## [THE RECORDS]
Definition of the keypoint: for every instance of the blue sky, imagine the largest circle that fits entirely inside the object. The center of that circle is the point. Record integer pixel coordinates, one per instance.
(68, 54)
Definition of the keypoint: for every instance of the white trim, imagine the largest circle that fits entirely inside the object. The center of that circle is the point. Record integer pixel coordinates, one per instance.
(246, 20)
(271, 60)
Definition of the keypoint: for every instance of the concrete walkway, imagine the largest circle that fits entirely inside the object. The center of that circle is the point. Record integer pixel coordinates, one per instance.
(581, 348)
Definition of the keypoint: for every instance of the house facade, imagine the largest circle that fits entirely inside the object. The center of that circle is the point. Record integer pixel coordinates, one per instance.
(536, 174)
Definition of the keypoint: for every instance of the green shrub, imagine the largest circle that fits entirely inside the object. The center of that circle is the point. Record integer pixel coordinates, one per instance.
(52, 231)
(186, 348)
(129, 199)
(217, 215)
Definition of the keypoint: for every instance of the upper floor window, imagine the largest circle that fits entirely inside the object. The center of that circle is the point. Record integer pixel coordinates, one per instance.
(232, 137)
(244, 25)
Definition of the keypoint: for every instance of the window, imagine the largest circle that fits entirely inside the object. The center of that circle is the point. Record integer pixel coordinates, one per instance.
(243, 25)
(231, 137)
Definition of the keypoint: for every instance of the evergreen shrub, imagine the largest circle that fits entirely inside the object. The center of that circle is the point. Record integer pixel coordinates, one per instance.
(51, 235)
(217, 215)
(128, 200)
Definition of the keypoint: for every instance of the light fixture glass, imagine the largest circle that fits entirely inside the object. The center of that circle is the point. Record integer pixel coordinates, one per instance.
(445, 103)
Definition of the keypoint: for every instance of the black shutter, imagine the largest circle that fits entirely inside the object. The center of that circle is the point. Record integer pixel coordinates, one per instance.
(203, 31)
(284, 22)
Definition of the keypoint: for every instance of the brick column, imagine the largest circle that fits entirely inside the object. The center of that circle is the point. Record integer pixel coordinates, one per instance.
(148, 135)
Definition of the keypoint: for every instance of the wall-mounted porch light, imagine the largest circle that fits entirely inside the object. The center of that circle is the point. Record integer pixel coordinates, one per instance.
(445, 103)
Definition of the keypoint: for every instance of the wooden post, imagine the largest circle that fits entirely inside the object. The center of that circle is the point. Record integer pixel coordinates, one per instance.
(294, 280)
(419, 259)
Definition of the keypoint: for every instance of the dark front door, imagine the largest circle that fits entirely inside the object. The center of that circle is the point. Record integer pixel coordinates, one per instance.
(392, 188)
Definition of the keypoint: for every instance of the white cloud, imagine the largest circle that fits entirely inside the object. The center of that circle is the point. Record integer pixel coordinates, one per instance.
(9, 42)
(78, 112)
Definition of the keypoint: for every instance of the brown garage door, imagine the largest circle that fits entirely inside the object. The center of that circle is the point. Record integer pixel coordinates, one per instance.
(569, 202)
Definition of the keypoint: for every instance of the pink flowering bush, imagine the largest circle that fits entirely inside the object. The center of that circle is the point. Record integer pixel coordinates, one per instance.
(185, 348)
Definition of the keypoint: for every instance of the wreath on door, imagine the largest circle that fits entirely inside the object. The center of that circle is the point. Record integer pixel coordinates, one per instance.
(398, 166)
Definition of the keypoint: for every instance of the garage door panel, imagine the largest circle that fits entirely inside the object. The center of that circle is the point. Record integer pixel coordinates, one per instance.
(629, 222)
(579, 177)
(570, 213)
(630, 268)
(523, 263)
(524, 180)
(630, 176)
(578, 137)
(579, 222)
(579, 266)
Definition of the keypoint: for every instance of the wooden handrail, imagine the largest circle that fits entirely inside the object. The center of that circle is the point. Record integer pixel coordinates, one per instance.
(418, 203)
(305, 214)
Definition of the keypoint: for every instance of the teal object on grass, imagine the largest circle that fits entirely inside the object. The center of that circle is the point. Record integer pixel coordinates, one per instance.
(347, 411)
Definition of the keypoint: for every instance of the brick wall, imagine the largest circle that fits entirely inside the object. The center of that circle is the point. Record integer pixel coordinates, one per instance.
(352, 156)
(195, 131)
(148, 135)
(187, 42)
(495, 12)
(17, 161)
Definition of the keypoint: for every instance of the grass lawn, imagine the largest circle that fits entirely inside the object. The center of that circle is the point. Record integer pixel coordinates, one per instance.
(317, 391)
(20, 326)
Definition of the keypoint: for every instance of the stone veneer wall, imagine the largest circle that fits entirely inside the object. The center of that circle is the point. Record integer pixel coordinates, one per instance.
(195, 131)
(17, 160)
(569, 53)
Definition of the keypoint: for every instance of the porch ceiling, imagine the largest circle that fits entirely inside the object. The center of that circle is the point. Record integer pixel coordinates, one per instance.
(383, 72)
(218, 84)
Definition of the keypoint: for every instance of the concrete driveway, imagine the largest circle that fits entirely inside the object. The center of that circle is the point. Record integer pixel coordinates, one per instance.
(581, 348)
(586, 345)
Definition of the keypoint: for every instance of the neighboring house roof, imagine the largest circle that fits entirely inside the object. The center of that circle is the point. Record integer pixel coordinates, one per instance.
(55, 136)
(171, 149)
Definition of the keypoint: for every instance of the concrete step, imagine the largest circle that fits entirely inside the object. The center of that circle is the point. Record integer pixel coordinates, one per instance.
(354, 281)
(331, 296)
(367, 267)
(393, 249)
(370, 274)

## [EXERCISE]
Could you reproduce every record above exactly as it appears?

## [TASK SOLUTION]
Definition of the keypoint: for every instance of the blue sky, imagine the largest circle that fits entirely inside the object. The center of that circle is the point. Record integer pixel coordinates, one per instance.
(68, 54)
Definition of the keypoint: for every instance of the white trim, imagine the largest circle that fits entirely inside the object. The center of that circle is the point. Record integer pixel coordinates, one per instance.
(246, 20)
(271, 60)
Definition of the keypoint: for every instance of the concrete walkway, imagine the largest circle that fits entirely inside the object. The center of that circle is the point. Record integer pixel coordinates, one per instance.
(581, 348)
Definition of the keypoint: for every instance of the house facade, imagine the largest circle that fits entirely inside the object. The center of that circle is the point. Record integer pixel coordinates, one per instance.
(536, 174)
Definition of the keypoint: for every instance of the green shrub, imagine the largest circle that fits entirely inside the object. The center of that circle is the point. Record integer pixel coordinates, one per instance.
(52, 231)
(186, 348)
(129, 199)
(217, 215)
Definition of the keypoint: for every instance of the upper floor window, imagine the largest circle that fits entirely inside the object. The center of that circle is the point. Record integer pixel coordinates, one per instance.
(232, 137)
(244, 25)
Definition of the keypoint: for every instance of the window, imagine the largest circle that fits entirely inside the object. The center of that circle is the point. Record integer pixel coordinates, one per instance.
(243, 25)
(231, 137)
Definition of the keypoint: for every instance of the evergreen shrub, imagine the largest circle that fits entirely inside the object. The center of that circle is the point. Record integer pixel coordinates, one per instance.
(51, 235)
(217, 215)
(128, 200)
Definition of the keypoint: for every instance of the light fixture glass, imagine the largest circle that fits entirely inside the object. The center of that circle is the point. Record integer pixel coordinates, one per instance.
(445, 103)
Definition of the keypoint: for every instance of the black shutter, imagine the largest circle that fits entirely inside the object. The center of that circle is the point. Record integer pixel coordinates, one per instance.
(203, 31)
(284, 22)
Definition of the keypoint: for every instance of the brick column, imagine the largest circle that fits entirely inside the object. The center of that circle is the point. Record integer pixel coordinates, one per instance.
(148, 135)
Definition of the keypoint: for every instance of the wall-mounted porch light, imagine the largest circle that fits entirely inside the object. The center of that circle is the point. Record integer pixel coordinates, one per instance.
(445, 103)
Definition of the keypoint: for every instance of the wooden post, imagine the largest circle that fits entirely inside the object. The center of that circle is the point. Record integer pixel coordinates, one per instance.
(294, 280)
(419, 259)
Definition of the keypoint: for every instance of the dark front door, imagine the largest circle that fits entirely inside the object. The center of that circle is the point. Record integer pixel coordinates, one per instance.
(392, 188)
Definition of the keypoint: for every instance of the white cloud, imagine the largest circle that fits entirely inside the object. The center of that circle is the point. Record integer pixel coordinates, one per instance.
(9, 42)
(78, 112)
Definition of the keypoint: for every instance of the brown garage door, imagine the largest circle that fits entirely inside the object. The center of that circle is the point. Record integer pixel coordinates, one per instance.
(569, 202)
Definition of the keypoint: for every instance of the pink flowering bush, imagine the largest circle that fits entirely inside the object. The center of that circle is the point. Record integer pixel coordinates, one per instance.
(185, 348)
Definition of the keypoint: for every instance of the wreath on door, imagine the largest circle that fits entirely inside the object. The center of that circle is the point. Record integer pixel coordinates, one per instance.
(398, 166)
Definition of the keypoint: for every instance of the garage door panel, imagine the largest circle that fits entirely inside the object. The center of that circle is the point. Record integer pixel coordinates, one per instance.
(629, 222)
(579, 177)
(570, 213)
(630, 268)
(523, 263)
(524, 180)
(630, 176)
(578, 137)
(579, 222)
(579, 266)
Definition of the keypoint: for every instance of the wooden handrail, imagine the largest circle that fits entirely inside the object. The center of that circle is the point. Record integer pixel coordinates, one per instance.
(418, 203)
(305, 214)
Definition of the keypoint: for every instance of the teal object on grass, imagine the largest circle that fits entirely inside the object. The center of that circle is the point. Record integer pixel coordinates, one per instance.
(347, 411)
Definition of the keypoint: for every instance of the brick wall, imagine the largest circle that fits entirely inside the object. The center of that circle is the point. Record integer pixel coordinates, one per instance.
(352, 156)
(195, 131)
(148, 135)
(187, 42)
(495, 12)
(17, 161)
Definition of the keypoint: for every instance of the grass lawn, imagine the largest circle that fits entirely inside the object. The center of that circle is the point. Record integer pixel coordinates, one per instance.
(317, 391)
(20, 326)
Definition of the keypoint: for every instance of the stone veneer wall, imagine the largest circle that fits entirely inside the object. The center of that circle is the point. Record integer pixel coordinates, one per instance.
(195, 131)
(17, 160)
(569, 53)
Definition of the keypoint: for every instance of the porch ceiling, imagine the largest circle that fits entirely inside the object. The center of that circle is the point. Record integer pixel coordinates, one per instance.
(383, 72)
(218, 84)
Definition of the keypoint: for every instance of the concrete driveway, imagine the largest circle that fits entirely inside the object. The center of that circle is the point. Record integer pixel coordinates, one per instance.
(581, 348)
(586, 345)
Definition of the keypoint: for every instance of the neighboring house roof, imagine the largest circle that fits entirely inside the object. The center of that circle is the point. Record integer pixel coordinates, one per instance.
(55, 136)
(171, 149)
Definition of the keypoint: for every instance of the concrete step, imagine the largest circle that fits entirely inside the object. The center of that circle is the point. Record integer pixel coordinates, one per instance.
(354, 281)
(331, 296)
(367, 267)
(393, 249)
(370, 274)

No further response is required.